Stated exercise.
Give back the full material, exactly as it reads.

Working data.
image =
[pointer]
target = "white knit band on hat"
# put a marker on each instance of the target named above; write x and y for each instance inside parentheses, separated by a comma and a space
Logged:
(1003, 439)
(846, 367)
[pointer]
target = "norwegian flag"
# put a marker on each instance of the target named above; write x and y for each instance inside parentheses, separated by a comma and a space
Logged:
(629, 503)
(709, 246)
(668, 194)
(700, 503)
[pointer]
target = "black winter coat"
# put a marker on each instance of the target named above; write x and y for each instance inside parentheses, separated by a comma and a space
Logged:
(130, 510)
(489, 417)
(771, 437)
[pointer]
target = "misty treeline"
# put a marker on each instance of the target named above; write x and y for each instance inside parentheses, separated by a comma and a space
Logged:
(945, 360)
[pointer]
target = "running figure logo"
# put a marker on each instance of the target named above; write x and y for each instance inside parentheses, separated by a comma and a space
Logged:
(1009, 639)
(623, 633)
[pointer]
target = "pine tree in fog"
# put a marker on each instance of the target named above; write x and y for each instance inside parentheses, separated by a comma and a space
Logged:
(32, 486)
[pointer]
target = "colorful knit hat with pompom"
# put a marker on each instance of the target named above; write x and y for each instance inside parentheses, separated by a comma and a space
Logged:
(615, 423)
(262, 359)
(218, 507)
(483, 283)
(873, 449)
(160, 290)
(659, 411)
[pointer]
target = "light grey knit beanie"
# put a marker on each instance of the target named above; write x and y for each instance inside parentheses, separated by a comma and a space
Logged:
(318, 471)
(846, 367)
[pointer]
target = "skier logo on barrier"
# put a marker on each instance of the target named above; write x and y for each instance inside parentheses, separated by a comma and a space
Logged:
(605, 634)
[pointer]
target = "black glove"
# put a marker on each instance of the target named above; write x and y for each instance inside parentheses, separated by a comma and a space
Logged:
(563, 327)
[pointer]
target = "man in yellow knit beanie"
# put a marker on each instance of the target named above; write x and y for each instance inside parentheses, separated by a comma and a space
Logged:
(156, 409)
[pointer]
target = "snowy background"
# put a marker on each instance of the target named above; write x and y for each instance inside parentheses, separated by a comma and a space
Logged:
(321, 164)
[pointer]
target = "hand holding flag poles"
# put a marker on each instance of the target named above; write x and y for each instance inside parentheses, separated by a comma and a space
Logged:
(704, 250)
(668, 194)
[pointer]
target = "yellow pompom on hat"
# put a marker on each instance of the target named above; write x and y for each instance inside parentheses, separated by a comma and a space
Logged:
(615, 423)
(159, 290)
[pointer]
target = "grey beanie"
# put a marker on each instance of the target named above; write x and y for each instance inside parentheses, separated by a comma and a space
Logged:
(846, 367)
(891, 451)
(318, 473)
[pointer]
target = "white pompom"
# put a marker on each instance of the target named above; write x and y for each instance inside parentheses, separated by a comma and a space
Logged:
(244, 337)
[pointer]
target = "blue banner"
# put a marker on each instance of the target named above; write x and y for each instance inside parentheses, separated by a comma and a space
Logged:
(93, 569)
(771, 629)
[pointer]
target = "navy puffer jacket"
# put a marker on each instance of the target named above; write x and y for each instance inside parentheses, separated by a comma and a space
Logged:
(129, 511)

Answer to this exercise.
image =
[pointer]
target = "white knit band on hat"
# put a marker on each instance of the target named above; write x and y for each instance inside parentheses, separated by a comma and a space
Logged:
(1003, 439)
(846, 367)
[pointer]
target = "norwegian flag"
# put a marker on each instance of the target named above; write x and y for each instance inside parentheses, separated by a comma and a space
Logged:
(629, 503)
(709, 246)
(668, 194)
(700, 503)
[pointer]
target = "black winter coat"
# put a marker on each instance of the target named above; write x and y for each instance inside parentheses, separated by a comma and a space
Logged:
(130, 510)
(489, 417)
(771, 437)
[pointer]
target = "misty treeline"
# put a marker on each instance of the target named above; write x and y for each instance inside parentheses, separated by a comma and a space
Logged:
(945, 360)
[pointer]
target = "running figure logo"
# put a marker on each instance of the target named above; write x and y for each instance inside parentheses, separated by a comma and a space
Logged:
(1009, 639)
(623, 633)
[pointer]
target = "pine tree in fog"
# put a marker on each instance of the target named above; write x and y for each instance inside parentheses, separated by a comma and a space
Logged:
(32, 486)
[pointer]
target = "colorful knit hat with pompom"
# put a marker on each instance of the target named above; write x and y for each instance inside parentheses, separated by a comma and a space
Logged:
(615, 423)
(262, 359)
(218, 507)
(483, 283)
(873, 449)
(160, 290)
(659, 411)
[pointer]
target = "light grey knit beanie"
# put a marker on each instance of the target named above; write x and y for each instance inside parentheses, separated by a comma and a space
Logged:
(318, 471)
(846, 367)
[pointer]
target = "skier logo on barrier"
# put a marker on each instance of the target named above; write x and y for each instance inside parentheses, separated by a comma and a space
Logged:
(605, 634)
[pointer]
target = "black glove"
# put a marker on each instance of the target named above; write x and y for each instance inside parentheses, separated by a comma and a space
Logged:
(563, 327)
[pointer]
target = "man in yellow knit beanie"
# put a marker on each instance of the target named above; write x and y for each instance inside parentheses, separated by a comma and a space
Logged:
(156, 409)
[pointer]
target = "snowy background"
# put a marker on each instance of the target named above; write x and y for each instance inside parentheses, separated by a comma and a space
Logged:
(321, 164)
[pointer]
target = "hand holding flag poles"
# put a marker on each instance of the target named above; write x and y for each instance inside parentheses, separated by a comma and a space
Logged:
(704, 250)
(668, 194)
[pointer]
target = "yellow pompom on hat"
# put a marker on each instance of the target named above; write x and y for each instance inside parentheses, separated by a comma and a space
Logged:
(615, 423)
(159, 290)
[pointer]
target = "grey beanie"
# put a marker on each instance of the target named above; write x and y for each instance inside parentheses, separated by a comma and a space
Logged:
(846, 367)
(891, 451)
(318, 473)
[pointer]
target = "white pompom"
# put a marker on each instance of the target named above; write x and y for each instance inside parentheses, separated by a comma and a space
Logged:
(244, 337)
[pointer]
target = "blue banner"
# put a marker on each instance of the target named above; write x and y for each instance inside parentheses, separated by a comma and a space
Logged:
(93, 569)
(771, 629)
[pointer]
target = "navy puffer jacket"
# put a marker on each instance of the target named above; write x and y for each instance inside parentheses, separated by a comma and a space
Logged:
(129, 511)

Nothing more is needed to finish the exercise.